(Photo-based referring expression data)
※

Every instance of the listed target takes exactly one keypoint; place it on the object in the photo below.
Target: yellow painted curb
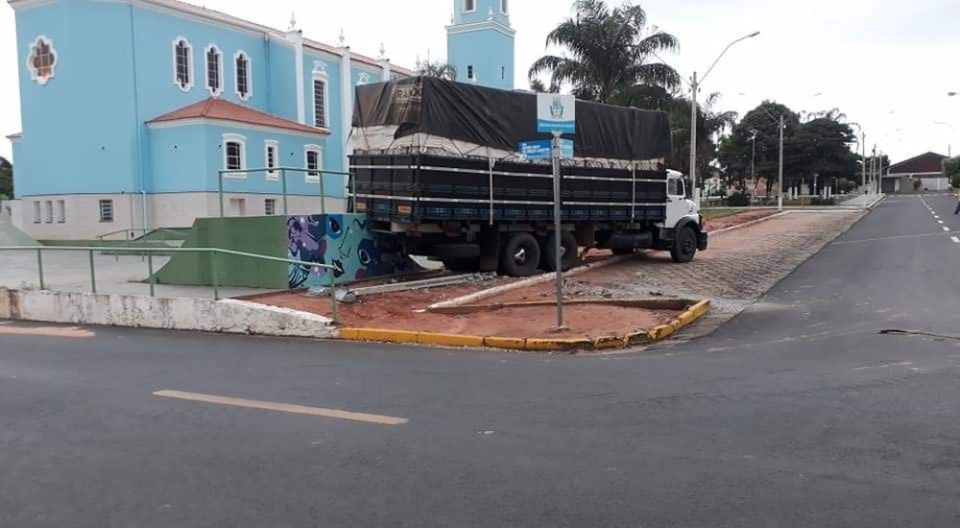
(657, 333)
(548, 345)
(426, 338)
(509, 343)
(379, 334)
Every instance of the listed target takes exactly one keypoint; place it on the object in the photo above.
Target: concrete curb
(747, 224)
(532, 281)
(645, 337)
(203, 315)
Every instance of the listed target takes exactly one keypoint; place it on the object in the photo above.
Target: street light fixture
(863, 147)
(695, 86)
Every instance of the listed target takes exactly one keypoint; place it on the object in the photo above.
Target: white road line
(282, 407)
(886, 365)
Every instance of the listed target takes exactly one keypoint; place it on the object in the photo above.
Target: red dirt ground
(404, 310)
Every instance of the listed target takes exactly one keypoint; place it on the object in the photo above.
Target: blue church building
(132, 108)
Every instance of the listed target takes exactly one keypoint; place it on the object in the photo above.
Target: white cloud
(866, 58)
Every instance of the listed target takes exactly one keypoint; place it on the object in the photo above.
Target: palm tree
(609, 52)
(711, 124)
(439, 69)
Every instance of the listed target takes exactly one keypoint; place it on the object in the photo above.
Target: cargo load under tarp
(501, 120)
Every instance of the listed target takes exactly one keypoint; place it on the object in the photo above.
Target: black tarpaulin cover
(503, 119)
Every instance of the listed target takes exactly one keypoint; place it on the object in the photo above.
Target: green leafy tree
(608, 50)
(736, 151)
(951, 169)
(439, 69)
(6, 178)
(711, 125)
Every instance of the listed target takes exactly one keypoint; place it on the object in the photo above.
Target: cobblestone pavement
(739, 267)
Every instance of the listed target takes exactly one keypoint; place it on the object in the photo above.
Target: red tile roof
(214, 108)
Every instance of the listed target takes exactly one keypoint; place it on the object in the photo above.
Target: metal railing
(214, 264)
(282, 172)
(131, 234)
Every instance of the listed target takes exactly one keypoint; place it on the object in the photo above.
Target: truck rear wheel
(684, 245)
(568, 251)
(520, 255)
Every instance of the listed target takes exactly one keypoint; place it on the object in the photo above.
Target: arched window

※

### EXERCISE REQUIREMENTS
Without the pictures, retype all of the data above exactly.

### EXPECTED ANSWER
Every instance of the listed target takes exactly one keypoint; place it on the object in the photo below.
Target: yellow painted curb
(657, 333)
(548, 345)
(426, 338)
(509, 343)
(379, 334)
Every instance of the listed target takes exactly one keypoint; place it on the object in the photo above.
Target: concrete curb
(747, 224)
(532, 281)
(645, 337)
(203, 315)
Every instance of the listed target takes exactly one keypoint; place it on the object in the photo above.
Target: street light fixture
(863, 147)
(695, 86)
Every instance of the listed target takes exactly one keypoint; place it on the object in the photo above.
Target: white road line
(282, 407)
(886, 365)
Every instance of the listed target takes exactly one keypoint; place it on the object in the photo above.
Target: red dirt ground
(404, 310)
Every instance of the listed target takes exactly one keypoint; place it on the object in the photo above.
Target: blue church building
(132, 108)
Every instance of the listed target takes exactly one keypoint; place it on the object in the photo above.
Target: white cloud
(866, 58)
Every instance of the listed target takes exactly one keypoint; place it on the object in the photo above.
Target: palm tree
(609, 52)
(711, 124)
(439, 69)
Every instance of the listed target takes exactly one keypoint; place it on the object in the photo above.
Target: cargo load under tarp
(501, 120)
Every instance of the listed target takes exactly one keypoint; place it on the object in the photo above.
Target: black tarpaulin cover
(503, 119)
Every instance of the listed target takes exactly one keypoint; place it on the object in the photo above.
Target: green leafy tree
(608, 50)
(736, 151)
(951, 169)
(439, 69)
(6, 178)
(711, 125)
Every instance of the listed target takes exactly one keypoint; place it on the object in the photo above.
Target: cobblestone pavement
(739, 267)
Every instance of the listed target takes exactly one keypoint; place it on the object in the photo above.
Target: red tile roof
(214, 108)
Every instance of the listed target takes exactly one keypoint; place it on the object in the photo above.
Target: metal railing
(214, 264)
(282, 172)
(131, 234)
Every instance of the listed target takes exactly one keypoint; place it on the object in the photo above.
Target: truck rear wheel
(684, 245)
(568, 251)
(520, 255)
Every instance of the listed target takes exactly one keypoint; place it on the object in the photo above.
Target: arched window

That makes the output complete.